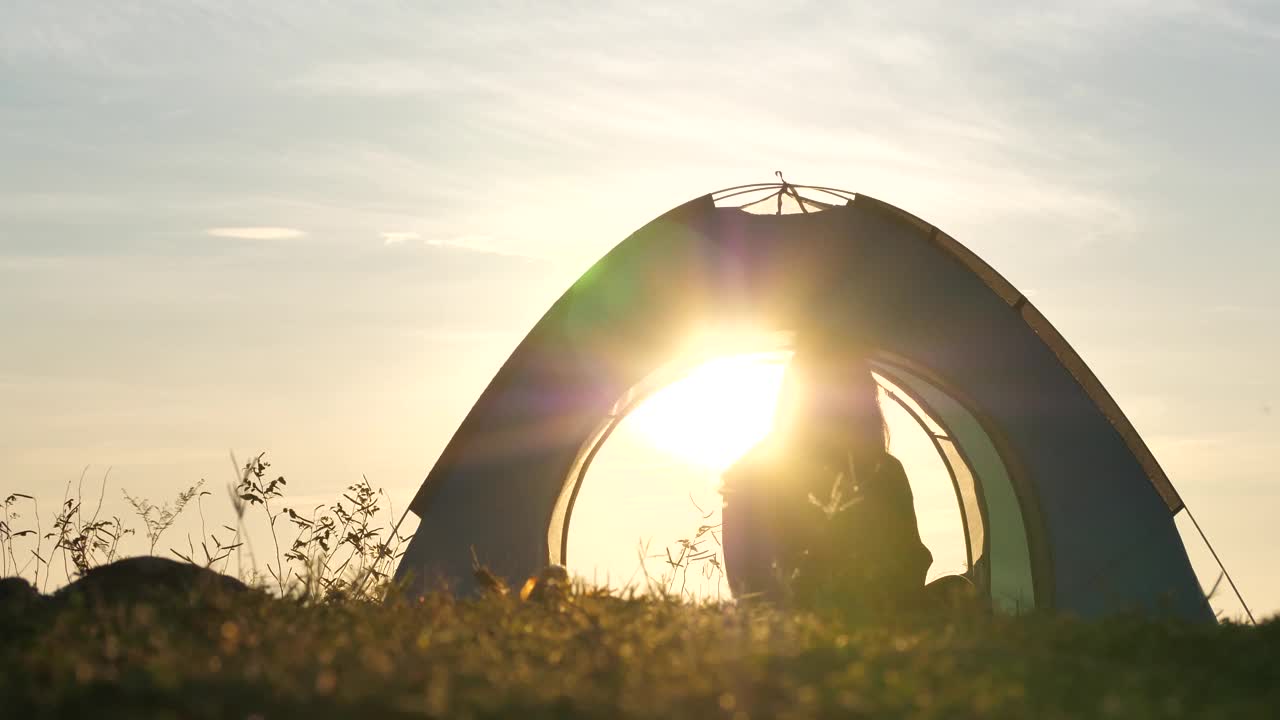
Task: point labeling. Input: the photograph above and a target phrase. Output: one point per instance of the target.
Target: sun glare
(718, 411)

...

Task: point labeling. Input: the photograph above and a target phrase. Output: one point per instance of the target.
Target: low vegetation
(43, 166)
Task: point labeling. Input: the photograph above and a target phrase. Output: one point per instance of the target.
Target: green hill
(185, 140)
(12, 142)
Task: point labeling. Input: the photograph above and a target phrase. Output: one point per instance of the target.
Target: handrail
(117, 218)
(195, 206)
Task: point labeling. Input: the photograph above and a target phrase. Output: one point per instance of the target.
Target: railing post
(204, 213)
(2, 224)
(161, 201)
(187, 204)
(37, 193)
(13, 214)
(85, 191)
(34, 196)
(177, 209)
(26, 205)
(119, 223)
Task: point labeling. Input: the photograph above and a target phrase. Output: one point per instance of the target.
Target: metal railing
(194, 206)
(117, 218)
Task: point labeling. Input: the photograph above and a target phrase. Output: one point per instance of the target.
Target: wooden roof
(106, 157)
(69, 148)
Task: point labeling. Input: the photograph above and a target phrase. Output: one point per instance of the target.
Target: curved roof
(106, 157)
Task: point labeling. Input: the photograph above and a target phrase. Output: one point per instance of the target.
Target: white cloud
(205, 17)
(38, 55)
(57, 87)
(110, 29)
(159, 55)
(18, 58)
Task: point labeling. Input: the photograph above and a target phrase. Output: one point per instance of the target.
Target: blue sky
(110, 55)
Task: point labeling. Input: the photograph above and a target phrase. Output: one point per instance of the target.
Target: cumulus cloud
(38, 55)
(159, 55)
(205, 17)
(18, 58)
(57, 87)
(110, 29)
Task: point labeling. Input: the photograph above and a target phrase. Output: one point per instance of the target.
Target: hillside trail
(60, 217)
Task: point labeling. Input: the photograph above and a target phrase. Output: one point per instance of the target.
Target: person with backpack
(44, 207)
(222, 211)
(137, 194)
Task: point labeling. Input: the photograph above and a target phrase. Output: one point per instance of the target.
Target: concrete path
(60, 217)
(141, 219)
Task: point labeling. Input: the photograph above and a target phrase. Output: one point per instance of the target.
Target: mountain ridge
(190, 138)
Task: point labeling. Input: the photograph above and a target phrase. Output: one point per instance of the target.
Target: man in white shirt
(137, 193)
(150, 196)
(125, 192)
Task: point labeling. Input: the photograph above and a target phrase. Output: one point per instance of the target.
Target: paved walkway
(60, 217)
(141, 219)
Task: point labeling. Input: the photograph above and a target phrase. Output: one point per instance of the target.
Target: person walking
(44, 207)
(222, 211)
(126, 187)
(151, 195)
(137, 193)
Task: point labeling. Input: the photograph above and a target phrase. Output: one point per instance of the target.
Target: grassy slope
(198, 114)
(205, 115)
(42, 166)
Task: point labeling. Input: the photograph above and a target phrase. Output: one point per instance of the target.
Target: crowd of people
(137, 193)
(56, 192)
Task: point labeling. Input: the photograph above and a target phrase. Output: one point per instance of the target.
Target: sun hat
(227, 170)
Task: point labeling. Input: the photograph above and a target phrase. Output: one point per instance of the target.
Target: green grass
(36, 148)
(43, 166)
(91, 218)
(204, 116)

The task
Pull out each line in the records above that contains the word "person", copying those lines as they appear.

Exercise answer
Target: person with backpack
Target: person walking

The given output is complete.